Entries from a collection
• • • •

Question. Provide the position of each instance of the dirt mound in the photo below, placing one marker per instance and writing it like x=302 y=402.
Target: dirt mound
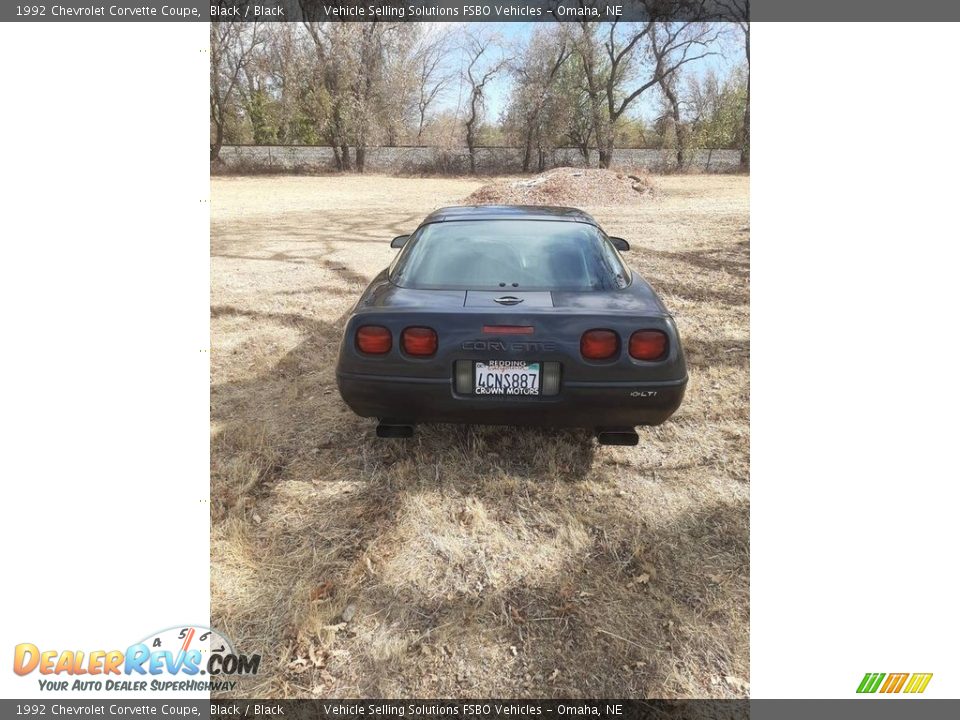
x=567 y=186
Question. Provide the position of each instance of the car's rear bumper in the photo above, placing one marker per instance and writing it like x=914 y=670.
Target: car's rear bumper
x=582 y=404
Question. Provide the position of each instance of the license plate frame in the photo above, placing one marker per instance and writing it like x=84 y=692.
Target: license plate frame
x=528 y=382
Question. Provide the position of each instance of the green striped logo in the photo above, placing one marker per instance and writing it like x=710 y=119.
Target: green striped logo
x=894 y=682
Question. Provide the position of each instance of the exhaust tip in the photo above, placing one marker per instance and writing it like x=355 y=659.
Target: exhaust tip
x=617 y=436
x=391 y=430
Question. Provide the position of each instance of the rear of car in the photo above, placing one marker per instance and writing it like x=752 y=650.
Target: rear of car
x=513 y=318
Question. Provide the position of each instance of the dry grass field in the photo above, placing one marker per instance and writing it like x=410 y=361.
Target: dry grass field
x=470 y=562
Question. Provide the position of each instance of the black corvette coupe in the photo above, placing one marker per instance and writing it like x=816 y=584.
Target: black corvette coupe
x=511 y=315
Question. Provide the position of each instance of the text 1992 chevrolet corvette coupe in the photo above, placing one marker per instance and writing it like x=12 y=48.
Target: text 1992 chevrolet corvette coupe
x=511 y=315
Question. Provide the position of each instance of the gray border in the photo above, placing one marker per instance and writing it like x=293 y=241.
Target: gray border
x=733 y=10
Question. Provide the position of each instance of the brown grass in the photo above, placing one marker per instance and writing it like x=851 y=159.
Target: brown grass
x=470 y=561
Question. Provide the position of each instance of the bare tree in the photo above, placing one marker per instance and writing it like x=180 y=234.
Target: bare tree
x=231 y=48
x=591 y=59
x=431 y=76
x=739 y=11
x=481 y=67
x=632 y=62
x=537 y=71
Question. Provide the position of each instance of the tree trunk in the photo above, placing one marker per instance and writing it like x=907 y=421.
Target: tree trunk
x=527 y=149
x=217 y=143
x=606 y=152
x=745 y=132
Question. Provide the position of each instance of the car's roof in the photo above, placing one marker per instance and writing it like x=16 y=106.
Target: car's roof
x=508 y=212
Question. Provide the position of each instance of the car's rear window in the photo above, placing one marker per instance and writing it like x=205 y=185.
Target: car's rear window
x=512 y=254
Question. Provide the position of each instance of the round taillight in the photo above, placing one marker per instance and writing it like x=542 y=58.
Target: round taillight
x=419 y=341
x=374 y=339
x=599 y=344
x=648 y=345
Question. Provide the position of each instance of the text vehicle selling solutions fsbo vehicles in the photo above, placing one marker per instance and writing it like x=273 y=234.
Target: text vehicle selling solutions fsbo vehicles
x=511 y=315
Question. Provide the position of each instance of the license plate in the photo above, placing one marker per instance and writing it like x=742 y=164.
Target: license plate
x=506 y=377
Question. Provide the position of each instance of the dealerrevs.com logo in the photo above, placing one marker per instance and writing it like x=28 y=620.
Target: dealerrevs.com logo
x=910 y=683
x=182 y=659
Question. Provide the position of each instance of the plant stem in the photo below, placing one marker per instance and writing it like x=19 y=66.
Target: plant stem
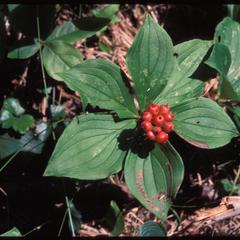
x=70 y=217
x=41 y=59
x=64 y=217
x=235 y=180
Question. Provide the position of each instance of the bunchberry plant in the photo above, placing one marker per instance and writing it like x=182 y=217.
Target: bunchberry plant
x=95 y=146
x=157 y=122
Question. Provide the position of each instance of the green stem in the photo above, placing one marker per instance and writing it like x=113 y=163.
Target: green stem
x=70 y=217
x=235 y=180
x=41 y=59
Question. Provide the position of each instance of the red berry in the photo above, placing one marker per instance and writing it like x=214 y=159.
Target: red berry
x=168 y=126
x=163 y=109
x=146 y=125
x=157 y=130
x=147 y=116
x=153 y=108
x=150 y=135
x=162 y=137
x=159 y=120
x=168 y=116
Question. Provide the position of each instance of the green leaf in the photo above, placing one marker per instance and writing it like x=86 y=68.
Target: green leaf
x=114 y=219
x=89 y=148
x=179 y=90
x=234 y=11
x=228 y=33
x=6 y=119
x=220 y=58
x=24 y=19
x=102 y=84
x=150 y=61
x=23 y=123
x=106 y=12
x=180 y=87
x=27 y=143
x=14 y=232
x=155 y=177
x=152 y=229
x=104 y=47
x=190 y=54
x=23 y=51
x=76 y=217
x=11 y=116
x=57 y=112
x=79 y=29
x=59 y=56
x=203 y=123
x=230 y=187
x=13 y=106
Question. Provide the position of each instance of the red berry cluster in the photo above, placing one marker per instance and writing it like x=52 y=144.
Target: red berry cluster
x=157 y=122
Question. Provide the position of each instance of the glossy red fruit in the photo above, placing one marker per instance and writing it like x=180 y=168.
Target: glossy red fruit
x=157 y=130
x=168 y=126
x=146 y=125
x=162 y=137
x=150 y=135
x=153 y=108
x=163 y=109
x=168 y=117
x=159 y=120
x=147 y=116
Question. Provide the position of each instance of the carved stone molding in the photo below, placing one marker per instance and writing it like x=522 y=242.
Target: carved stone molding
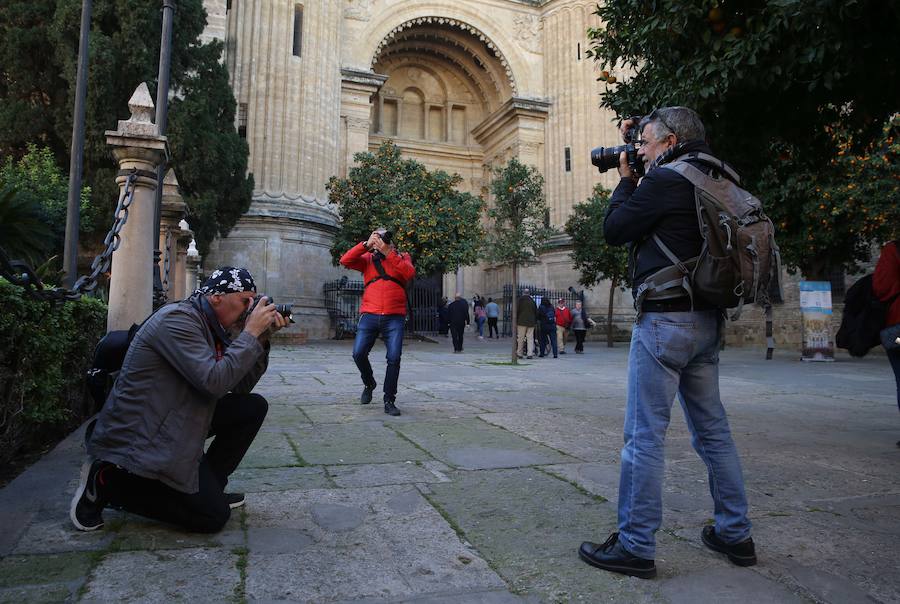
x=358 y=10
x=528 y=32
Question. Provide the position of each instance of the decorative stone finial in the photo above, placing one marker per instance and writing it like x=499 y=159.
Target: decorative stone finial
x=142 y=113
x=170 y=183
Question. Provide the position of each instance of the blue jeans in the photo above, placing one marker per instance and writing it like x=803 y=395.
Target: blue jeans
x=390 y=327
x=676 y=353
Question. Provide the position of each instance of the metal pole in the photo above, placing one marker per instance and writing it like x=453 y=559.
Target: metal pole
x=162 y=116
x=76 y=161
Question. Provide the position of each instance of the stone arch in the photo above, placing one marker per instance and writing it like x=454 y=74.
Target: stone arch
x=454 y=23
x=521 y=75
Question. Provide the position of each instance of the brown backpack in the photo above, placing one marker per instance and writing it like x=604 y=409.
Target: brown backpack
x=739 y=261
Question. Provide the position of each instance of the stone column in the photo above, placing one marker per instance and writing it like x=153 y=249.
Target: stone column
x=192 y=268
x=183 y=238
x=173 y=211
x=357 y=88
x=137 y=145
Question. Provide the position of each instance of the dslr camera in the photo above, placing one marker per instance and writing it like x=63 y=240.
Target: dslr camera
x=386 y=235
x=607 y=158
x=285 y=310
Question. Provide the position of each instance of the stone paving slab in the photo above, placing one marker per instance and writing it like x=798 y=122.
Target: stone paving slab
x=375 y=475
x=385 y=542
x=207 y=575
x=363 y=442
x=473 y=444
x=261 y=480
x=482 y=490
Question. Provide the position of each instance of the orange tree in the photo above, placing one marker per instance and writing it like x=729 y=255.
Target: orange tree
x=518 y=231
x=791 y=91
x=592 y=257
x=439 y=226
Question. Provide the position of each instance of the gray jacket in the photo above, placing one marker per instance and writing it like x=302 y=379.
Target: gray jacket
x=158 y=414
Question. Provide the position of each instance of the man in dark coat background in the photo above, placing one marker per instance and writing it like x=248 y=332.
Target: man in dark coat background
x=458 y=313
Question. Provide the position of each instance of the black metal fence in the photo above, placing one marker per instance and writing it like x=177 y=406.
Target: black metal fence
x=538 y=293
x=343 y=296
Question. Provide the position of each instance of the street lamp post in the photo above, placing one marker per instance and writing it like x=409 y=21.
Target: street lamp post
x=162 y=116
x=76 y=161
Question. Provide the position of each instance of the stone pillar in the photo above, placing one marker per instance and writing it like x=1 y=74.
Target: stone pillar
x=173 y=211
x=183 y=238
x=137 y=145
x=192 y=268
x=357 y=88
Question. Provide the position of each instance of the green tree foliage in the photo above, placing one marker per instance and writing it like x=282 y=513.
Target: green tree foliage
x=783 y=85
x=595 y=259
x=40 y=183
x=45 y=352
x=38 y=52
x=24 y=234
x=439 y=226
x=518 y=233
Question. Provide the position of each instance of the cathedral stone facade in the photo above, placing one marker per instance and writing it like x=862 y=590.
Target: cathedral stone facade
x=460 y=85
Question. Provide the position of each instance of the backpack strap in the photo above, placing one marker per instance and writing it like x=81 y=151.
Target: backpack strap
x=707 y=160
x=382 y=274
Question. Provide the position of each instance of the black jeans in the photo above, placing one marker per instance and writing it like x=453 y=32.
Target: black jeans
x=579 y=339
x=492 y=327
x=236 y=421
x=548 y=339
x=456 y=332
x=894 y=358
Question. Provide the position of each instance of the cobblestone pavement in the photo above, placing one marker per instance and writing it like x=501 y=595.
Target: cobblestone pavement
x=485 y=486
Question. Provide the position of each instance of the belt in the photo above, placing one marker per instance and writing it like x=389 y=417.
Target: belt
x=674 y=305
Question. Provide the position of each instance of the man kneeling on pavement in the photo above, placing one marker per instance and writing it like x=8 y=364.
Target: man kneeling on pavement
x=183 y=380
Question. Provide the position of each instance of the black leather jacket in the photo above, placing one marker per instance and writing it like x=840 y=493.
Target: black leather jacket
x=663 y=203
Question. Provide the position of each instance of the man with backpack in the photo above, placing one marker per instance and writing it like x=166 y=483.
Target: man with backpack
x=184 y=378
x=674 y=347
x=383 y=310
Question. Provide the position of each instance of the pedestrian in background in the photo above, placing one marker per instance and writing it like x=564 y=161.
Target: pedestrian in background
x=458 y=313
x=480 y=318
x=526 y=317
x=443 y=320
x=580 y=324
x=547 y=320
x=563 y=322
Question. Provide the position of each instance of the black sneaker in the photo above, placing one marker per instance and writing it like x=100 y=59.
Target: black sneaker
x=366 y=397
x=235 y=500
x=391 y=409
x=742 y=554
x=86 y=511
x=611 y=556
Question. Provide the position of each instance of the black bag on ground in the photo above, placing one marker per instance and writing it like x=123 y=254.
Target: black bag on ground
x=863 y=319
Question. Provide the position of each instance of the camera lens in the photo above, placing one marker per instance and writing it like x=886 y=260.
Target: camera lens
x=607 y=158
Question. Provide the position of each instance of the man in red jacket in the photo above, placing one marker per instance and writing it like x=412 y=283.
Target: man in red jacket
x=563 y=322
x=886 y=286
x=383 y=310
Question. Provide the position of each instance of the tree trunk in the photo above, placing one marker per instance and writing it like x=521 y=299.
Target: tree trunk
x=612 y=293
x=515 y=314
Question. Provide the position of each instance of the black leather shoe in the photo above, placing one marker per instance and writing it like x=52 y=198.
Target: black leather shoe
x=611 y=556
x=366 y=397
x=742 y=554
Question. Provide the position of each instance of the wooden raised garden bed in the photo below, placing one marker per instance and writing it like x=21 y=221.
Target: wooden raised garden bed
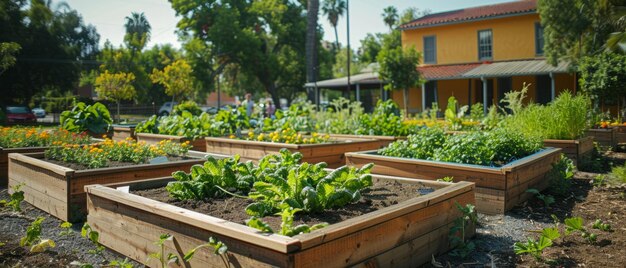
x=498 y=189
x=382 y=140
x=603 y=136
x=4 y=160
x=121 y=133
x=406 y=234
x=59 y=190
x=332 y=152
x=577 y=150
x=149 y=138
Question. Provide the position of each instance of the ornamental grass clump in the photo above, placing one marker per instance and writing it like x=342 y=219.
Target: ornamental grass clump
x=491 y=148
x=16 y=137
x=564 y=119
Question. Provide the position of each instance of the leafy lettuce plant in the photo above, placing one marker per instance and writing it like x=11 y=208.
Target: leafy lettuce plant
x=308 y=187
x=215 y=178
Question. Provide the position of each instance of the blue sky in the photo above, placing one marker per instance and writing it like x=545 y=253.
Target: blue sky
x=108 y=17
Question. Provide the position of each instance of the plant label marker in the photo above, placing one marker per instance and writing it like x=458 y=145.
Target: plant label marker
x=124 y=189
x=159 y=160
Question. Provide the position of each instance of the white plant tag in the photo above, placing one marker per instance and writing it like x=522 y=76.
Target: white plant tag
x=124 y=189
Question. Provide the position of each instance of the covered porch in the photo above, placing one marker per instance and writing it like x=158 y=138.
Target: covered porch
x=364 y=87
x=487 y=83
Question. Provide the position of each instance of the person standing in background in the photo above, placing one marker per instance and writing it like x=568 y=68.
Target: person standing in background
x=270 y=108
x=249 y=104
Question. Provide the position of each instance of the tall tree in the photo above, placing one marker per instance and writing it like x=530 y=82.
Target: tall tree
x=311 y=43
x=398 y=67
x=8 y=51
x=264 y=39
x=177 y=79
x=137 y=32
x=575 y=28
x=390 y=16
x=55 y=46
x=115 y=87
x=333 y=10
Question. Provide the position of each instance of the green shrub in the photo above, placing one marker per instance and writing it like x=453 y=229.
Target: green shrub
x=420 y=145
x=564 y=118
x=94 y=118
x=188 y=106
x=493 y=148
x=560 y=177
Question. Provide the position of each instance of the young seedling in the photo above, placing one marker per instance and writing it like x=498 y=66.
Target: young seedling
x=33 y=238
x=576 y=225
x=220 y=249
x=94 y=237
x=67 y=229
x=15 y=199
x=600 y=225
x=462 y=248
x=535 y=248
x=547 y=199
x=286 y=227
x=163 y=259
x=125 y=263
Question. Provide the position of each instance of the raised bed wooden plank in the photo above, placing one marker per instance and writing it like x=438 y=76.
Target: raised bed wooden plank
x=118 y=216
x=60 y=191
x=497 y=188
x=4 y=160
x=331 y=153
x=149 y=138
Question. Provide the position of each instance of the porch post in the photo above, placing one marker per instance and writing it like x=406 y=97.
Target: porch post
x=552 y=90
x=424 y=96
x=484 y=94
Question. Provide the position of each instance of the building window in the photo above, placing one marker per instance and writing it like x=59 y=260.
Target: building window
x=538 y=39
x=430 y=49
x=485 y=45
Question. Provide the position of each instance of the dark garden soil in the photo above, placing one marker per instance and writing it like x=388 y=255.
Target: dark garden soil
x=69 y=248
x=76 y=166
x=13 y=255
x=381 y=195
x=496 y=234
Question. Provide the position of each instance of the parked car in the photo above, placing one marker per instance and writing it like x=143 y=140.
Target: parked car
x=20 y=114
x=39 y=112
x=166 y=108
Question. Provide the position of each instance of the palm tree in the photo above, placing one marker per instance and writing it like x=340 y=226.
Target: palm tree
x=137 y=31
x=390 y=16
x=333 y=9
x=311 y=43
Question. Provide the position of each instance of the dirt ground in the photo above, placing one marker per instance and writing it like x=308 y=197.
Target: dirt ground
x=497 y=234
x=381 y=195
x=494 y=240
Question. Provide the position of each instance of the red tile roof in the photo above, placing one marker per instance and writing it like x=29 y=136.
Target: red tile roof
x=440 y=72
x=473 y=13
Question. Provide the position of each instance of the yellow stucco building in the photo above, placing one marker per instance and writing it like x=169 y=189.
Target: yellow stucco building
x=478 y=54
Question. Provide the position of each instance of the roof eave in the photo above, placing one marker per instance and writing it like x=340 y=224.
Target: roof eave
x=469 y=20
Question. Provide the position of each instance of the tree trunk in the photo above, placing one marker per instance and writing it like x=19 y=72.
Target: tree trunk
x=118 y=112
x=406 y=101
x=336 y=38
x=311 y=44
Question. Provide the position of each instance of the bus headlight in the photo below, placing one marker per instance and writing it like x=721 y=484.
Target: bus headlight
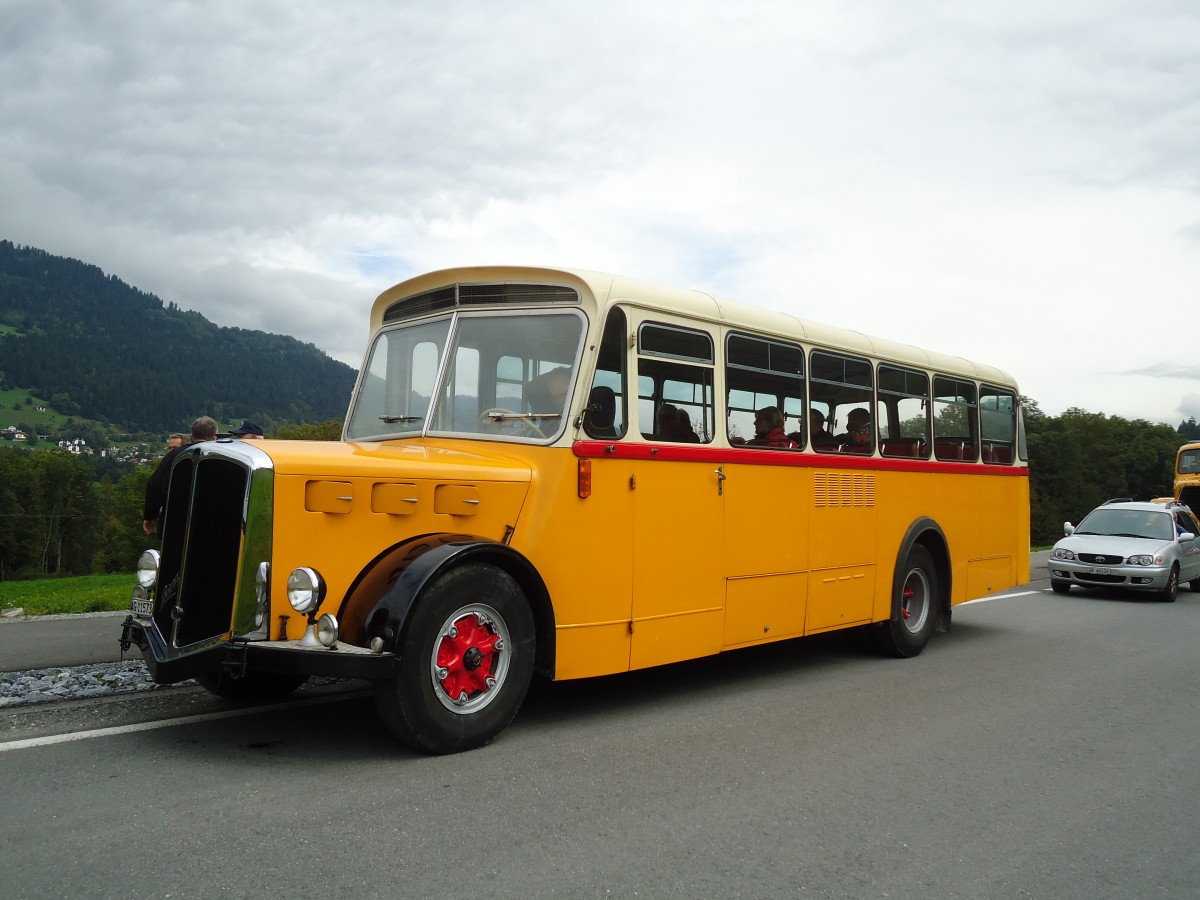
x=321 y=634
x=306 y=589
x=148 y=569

• • • •

> _EXERCISE INSTRUCTIONS_
Can you rewrite the data from its start through the line containing "x=567 y=186", replacing "dirt mound" with "gravel pile" and keeping everything else the same? Leave the pictures out.

> _RESULT OF THIS TASK_
Question. Provide the position of each instance of the gravel pile in the photo below, placing one marker per instance and writing it like x=302 y=402.
Target: gravel pile
x=567 y=186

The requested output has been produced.